## Start Information provided

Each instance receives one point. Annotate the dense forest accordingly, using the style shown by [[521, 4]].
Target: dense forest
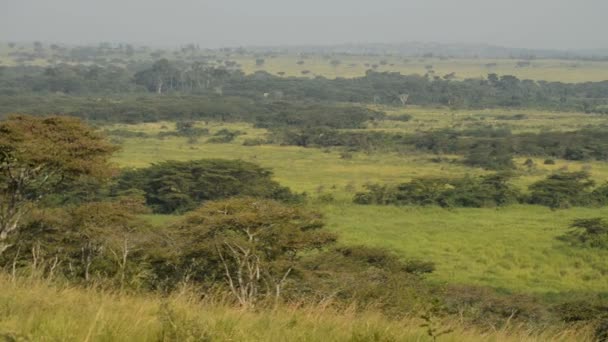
[[162, 176]]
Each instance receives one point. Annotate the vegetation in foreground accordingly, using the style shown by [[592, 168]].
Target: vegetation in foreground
[[34, 309]]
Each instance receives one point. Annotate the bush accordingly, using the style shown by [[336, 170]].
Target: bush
[[176, 187], [476, 192], [562, 190], [588, 233]]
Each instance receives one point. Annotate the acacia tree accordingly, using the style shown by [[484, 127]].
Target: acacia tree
[[38, 154], [257, 243]]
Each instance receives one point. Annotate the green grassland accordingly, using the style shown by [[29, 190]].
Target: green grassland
[[33, 310], [571, 71], [353, 66], [513, 248]]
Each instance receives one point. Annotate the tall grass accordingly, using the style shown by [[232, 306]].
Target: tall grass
[[37, 310]]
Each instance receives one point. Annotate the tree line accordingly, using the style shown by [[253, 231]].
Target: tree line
[[390, 88]]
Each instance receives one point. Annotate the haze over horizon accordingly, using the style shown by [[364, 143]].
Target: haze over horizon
[[543, 24]]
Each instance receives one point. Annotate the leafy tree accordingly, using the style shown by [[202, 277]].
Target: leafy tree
[[37, 155], [175, 187], [589, 233], [562, 190], [493, 155], [255, 243]]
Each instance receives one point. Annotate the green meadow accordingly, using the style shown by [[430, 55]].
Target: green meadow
[[514, 248], [353, 66]]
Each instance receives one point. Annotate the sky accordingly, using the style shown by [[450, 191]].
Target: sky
[[541, 24]]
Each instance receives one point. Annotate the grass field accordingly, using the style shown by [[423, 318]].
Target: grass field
[[32, 310], [514, 248], [353, 66], [571, 71]]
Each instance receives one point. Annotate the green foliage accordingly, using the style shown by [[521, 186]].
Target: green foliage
[[476, 192], [38, 154], [591, 233], [251, 245], [176, 187], [562, 190], [223, 136], [102, 241], [491, 155]]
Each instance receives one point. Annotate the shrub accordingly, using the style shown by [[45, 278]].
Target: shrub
[[175, 187]]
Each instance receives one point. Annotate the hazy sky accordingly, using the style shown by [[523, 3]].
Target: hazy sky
[[516, 23]]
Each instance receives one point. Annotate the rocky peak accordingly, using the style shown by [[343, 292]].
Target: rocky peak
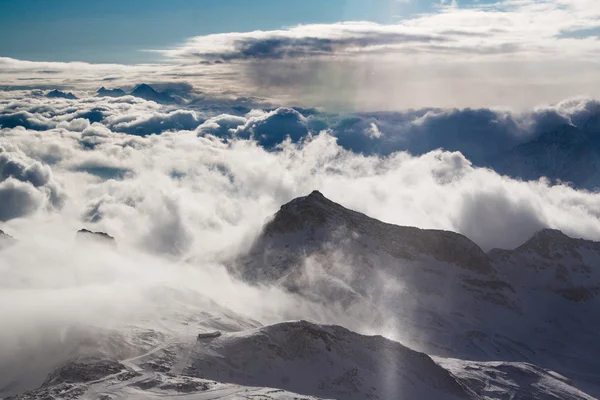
[[86, 234], [146, 92], [547, 241], [5, 239], [103, 92], [316, 220], [312, 211], [57, 94]]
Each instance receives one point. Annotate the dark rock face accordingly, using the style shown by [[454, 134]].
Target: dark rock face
[[313, 221], [103, 92], [57, 94], [82, 371], [146, 92], [101, 236], [5, 240]]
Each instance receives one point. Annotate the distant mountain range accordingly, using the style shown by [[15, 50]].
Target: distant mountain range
[[57, 94], [142, 91], [567, 153]]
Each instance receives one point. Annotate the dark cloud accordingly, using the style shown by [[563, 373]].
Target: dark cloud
[[280, 47], [272, 128]]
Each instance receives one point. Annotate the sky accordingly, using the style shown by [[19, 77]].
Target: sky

## End Information provided

What you will do:
Please copy everything in the material above word for word, from its start down to the line containing "[[34, 309]]", including both ends. Leave the pictures out of your copy.

Output for this exercise:
Each instance receives one point. Annotate the dense forest accordingly, using the style shown by [[521, 4]].
Target: dense forest
[[162, 176]]
Each instance receives one point. Annotate the vegetation in foreground accordingly, using the style shown by [[592, 168]].
Target: vegetation in foreground
[[34, 309]]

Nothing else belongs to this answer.